Stated goal
Your task is to copy every record exactly.

(Object point labels)

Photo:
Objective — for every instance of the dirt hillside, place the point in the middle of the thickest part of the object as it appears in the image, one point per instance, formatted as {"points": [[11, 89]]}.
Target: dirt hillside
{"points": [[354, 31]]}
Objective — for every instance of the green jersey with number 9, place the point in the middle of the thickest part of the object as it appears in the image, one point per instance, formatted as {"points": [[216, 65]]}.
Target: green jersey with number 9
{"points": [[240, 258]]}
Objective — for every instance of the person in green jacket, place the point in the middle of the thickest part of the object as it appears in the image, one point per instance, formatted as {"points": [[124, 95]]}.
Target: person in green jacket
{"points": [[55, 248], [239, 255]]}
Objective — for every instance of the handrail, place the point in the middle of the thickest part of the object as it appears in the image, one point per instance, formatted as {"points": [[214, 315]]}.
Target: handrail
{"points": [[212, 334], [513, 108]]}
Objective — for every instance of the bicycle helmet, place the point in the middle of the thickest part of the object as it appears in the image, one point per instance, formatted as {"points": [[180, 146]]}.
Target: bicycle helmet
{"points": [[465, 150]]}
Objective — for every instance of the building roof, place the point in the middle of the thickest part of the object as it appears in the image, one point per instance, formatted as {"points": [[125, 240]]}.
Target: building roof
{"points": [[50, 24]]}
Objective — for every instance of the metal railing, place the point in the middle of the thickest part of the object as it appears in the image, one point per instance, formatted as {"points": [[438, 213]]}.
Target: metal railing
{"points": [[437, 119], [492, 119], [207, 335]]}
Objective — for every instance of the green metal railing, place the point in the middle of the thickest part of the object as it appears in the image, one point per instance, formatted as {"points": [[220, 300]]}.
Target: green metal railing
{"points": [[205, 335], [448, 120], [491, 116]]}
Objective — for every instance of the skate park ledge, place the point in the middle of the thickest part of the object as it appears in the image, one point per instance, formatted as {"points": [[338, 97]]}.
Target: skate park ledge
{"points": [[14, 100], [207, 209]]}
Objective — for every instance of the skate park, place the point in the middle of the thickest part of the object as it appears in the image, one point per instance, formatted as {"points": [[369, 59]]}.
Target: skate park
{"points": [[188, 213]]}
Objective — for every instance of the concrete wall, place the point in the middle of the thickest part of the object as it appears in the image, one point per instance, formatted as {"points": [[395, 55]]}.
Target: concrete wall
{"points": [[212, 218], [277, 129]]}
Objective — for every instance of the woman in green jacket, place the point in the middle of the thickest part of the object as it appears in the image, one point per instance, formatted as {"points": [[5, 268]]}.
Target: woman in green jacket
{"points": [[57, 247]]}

Exercise solution
Photo:
Objective — for every instance of the dirt hillside, place the point in the middle of the thickest part of the object as it appears in the image, one point per instance, formatted as {"points": [[11, 89]]}.
Target: dirt hillside
{"points": [[354, 31]]}
Objective — for every instance of the green jersey with number 9, place the point in the middle of the thickest part of the object as it appears in the image, one point per instance, formatted as {"points": [[216, 65]]}.
Target: green jersey with number 9
{"points": [[240, 258]]}
Objective — for every instance of the person in green jacket, place the point in the middle of the thickest part of the object as it appears in the image, one point per instance, formatted as {"points": [[124, 95]]}.
Target: person in green jacket
{"points": [[55, 248], [239, 255]]}
Objective — for every instance of the handrail, place the point in the middle of the thickest part of the object as it appears in the image, one point per instance, formatted as {"points": [[214, 315]]}.
Target: handrail
{"points": [[212, 334], [513, 108]]}
Objective — for every instance of the bicycle helmet, place the point in the middle of the thickest part of the object as it appears in the image, one point per instance, formatted as {"points": [[180, 146]]}.
Target: bicycle helmet
{"points": [[465, 150]]}
Objective — for every instance of the building roof, place the point in the middle of the thickest part of the object as it appears in the image, one point per instance, formatted as {"points": [[125, 240]]}.
Target: building roof
{"points": [[50, 24]]}
Objective — for every instance of the metal railing, place the point in the middle of the thickest part of the object as it appears in the image, one point per instance, formatted as {"points": [[438, 213]]}.
Target: metal railing
{"points": [[437, 119], [492, 119], [207, 335]]}
Objective — for every instance of the green metal railing, place the point in the middle of the thickest part of the object as it appears in the image, one point per instance, formatted as {"points": [[220, 300]]}.
Target: green metal railing
{"points": [[205, 335], [448, 120], [491, 116]]}
Objective — for every instance of the skate park ledge, place the point in the middle of the thickest part of the object as it appears in the image, one point per instance, formatted as {"points": [[338, 97]]}.
Target: skate park ledge
{"points": [[14, 100], [207, 209]]}
Objective — for every instance of the skate park, place the point in the middle of the thickest part of the object as it appears in the image, one point per instance, formatted as {"points": [[369, 59]]}.
Target: skate park
{"points": [[188, 213]]}
Objective — for every instance of the concrete wall, place the point in the middle of the thickest part of the object as it appears in the image, one point per instance, formatted as {"points": [[395, 55]]}.
Target: concrete wall
{"points": [[212, 218], [277, 129]]}
Objective — for every instance of the woman in green jacket, place the point in the middle of the thickest part of the object as it appears in the image, one point per instance, formatted as {"points": [[5, 268]]}.
Target: woman in green jacket
{"points": [[57, 247]]}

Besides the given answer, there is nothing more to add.